EXTRACT:
------------------------------------------------
Feature	This Template	Official Qwen	Unsloth	bartowski
Parallel tool call separation	✅	❌	❌	❌
Auto-disable thinking with tools	✅	❌	❌	❌
Deep agent loop fallback	✅	❌	❌	❌
Unknown role graceful fallback	✅	❌	❌	❌
Configurable truncation guards	✅	❌	❌	❌
Streaming-safe XML boundaries	✅	❌	❌	partial
Developer role support	✅	❌	❌	❌
`arguments.items()` fix	✅	❌	✅	❌
`reasoning_content` guard	✅	❌	partial	❌

Usage

llama-server (llama.cpp)
------------------------------------------------
YOUR TASKS:
(a) In the template comparison, which option other than this template has the `arguments.items()` fix?
(b) Write the next part of the template comparison, picking up after the "llama-server (llama.cpp)" heading.
The material that follows comes from a different source than the template comparison.

GIVEN RECORDS:
------------------------------------------------
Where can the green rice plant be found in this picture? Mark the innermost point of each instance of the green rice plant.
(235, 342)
------------------------------------------------
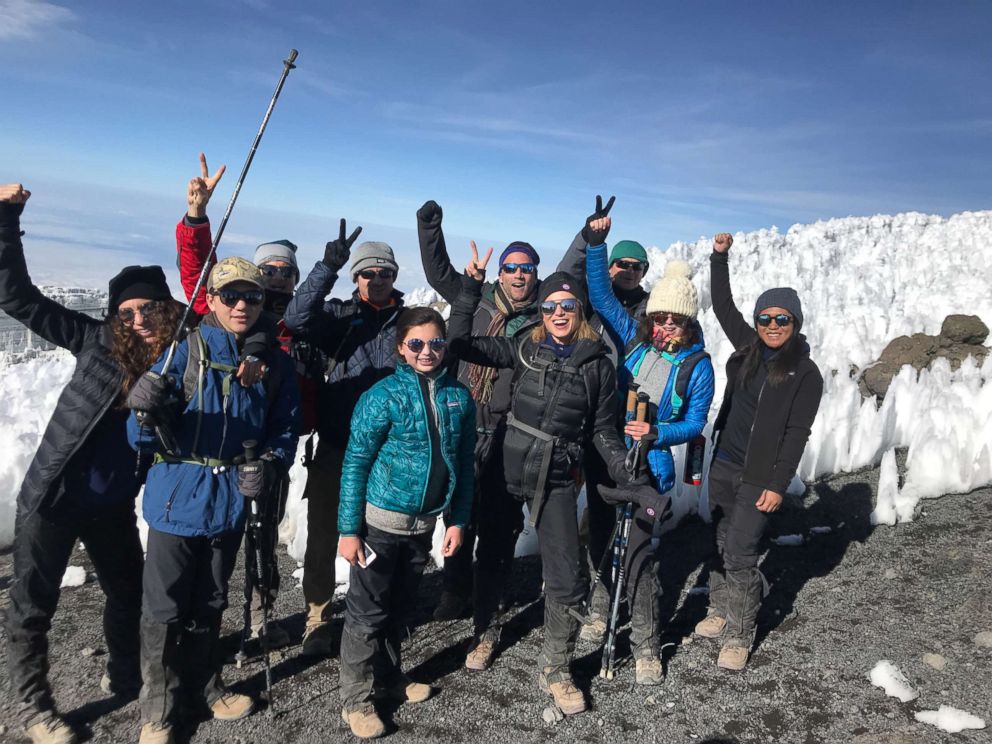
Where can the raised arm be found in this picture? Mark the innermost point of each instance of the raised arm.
------------------------------------------------
RESULTS FOR THE EXERCISE:
(a) Unsloth

(b)
llama-server \
  -m Qwen3.5-35B-A3B-*.gguf \
  --jinja -fa \
  --chat-template-file chat_template.jinja \
  -c 32768 -ngl 99 \
  --temp 0.6 --top-k 20 --top-p 0.8 \
  --cache-type-k q8_0 --cache-type-v q8_0 \
  --host 0.0.0.0 --port 8080

Open WebUI

Mount the template via Docker:

volumes:
  - ./chat_template.jinja:/templates/chat_template.jinja:ro
command: >
  --chat-template-file /templates/chat_template.jinja

vLLM

vllm serve Qwen/Qwen3.5-35B-A3B \
  --chat-template ./chat_template.jinja

Ollama

Copy chat_template.jinja into your Modelfile or use with a compatible frontend.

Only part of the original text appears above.